=== Work instructions ===
Pictures are not part of the copy. Set down exactly the lines from the one containing "Can you find the dark foreground" through the last line of the material below.
——————
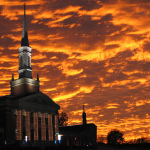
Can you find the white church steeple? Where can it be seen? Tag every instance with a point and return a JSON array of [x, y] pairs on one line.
[[25, 69]]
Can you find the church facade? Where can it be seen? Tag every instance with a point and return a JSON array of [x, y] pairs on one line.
[[27, 115]]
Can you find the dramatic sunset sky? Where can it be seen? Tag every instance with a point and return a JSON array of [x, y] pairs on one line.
[[91, 52]]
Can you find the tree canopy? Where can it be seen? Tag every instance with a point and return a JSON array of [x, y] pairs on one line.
[[115, 137], [63, 118]]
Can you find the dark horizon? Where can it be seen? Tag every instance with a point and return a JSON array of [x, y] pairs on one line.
[[90, 52]]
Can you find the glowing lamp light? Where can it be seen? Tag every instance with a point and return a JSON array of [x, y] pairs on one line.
[[59, 137], [26, 138]]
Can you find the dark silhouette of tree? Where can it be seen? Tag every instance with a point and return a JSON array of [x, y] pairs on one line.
[[63, 118], [115, 137], [100, 139]]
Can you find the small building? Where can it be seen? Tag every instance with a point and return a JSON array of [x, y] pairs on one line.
[[79, 135], [27, 116]]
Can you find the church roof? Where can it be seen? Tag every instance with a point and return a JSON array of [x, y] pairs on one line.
[[24, 41], [76, 129], [36, 101]]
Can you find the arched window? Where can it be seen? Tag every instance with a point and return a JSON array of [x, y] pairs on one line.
[[21, 61], [28, 61]]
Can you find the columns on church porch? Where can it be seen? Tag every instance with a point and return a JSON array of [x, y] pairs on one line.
[[48, 130]]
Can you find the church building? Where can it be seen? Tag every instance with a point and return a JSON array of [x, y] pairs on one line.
[[27, 115]]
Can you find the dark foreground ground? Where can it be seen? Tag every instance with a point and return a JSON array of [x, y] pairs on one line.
[[145, 146]]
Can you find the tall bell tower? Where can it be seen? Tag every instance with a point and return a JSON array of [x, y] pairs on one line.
[[25, 84]]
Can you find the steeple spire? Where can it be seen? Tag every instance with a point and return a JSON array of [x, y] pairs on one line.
[[84, 116], [24, 40]]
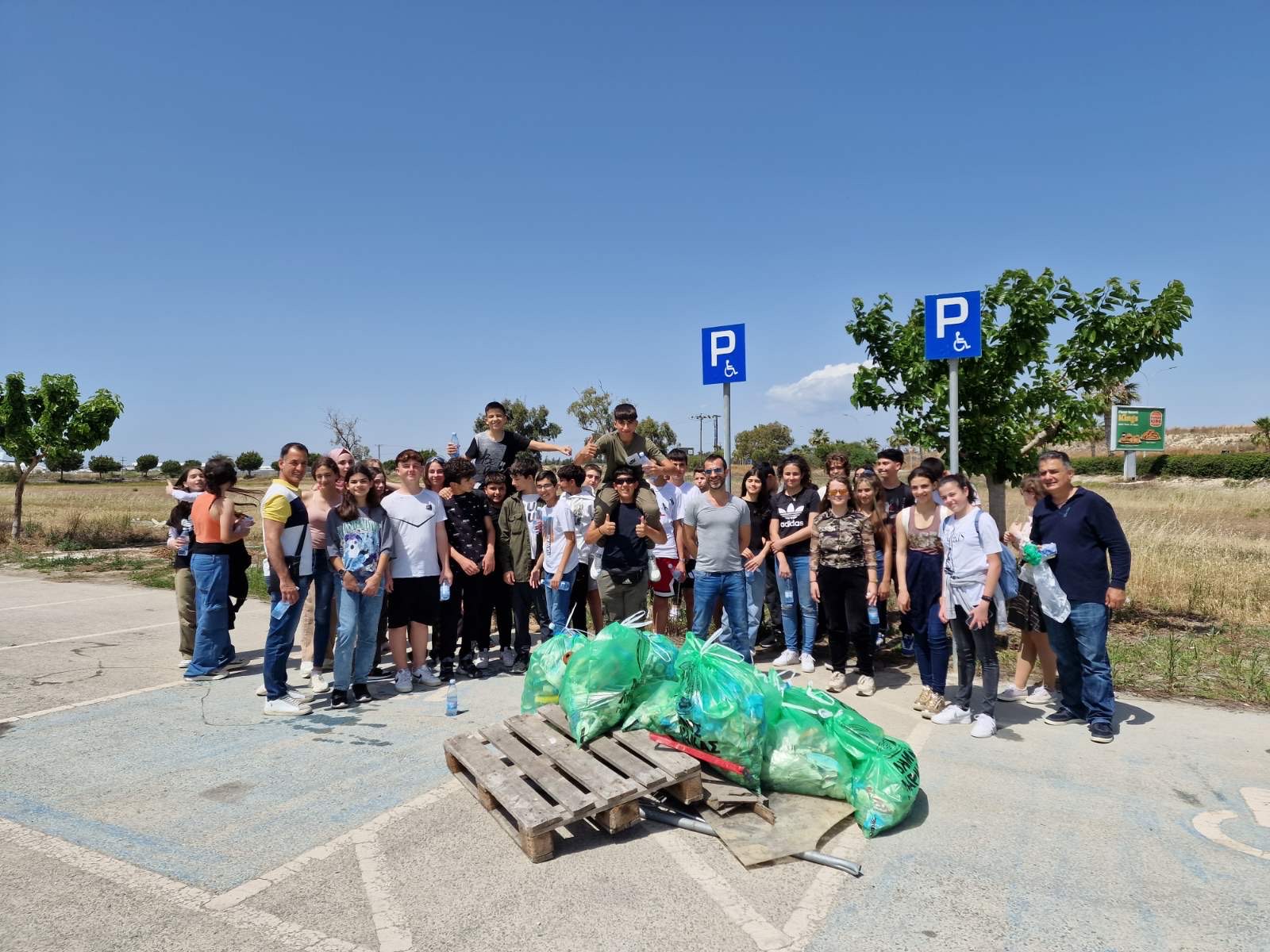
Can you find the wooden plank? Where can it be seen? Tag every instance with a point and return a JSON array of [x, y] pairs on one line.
[[676, 765], [591, 774], [533, 814], [541, 771]]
——————
=== Expected answer ===
Can you find the dark foreground ground? Where can it be seen? Tag every instance with a point and return a JSON array of [x, y] pairs on one line.
[[145, 146]]
Can you find the tall bell tower? Where can it be seen? Tag every instance with a point and return a JSON array of [x, y] pairs on one line.
[[25, 84]]
Can you find the steeple spire? Where can it be seen? Tag every instance with a point and return a JSON array of [x, y] pairs on one line.
[[84, 116], [24, 40]]
Can you find the wooden plank? Where can it be seen? Tag every instance with a point and return a JSON array of [x, y] pairs on one line.
[[676, 765], [591, 774], [533, 814], [541, 771]]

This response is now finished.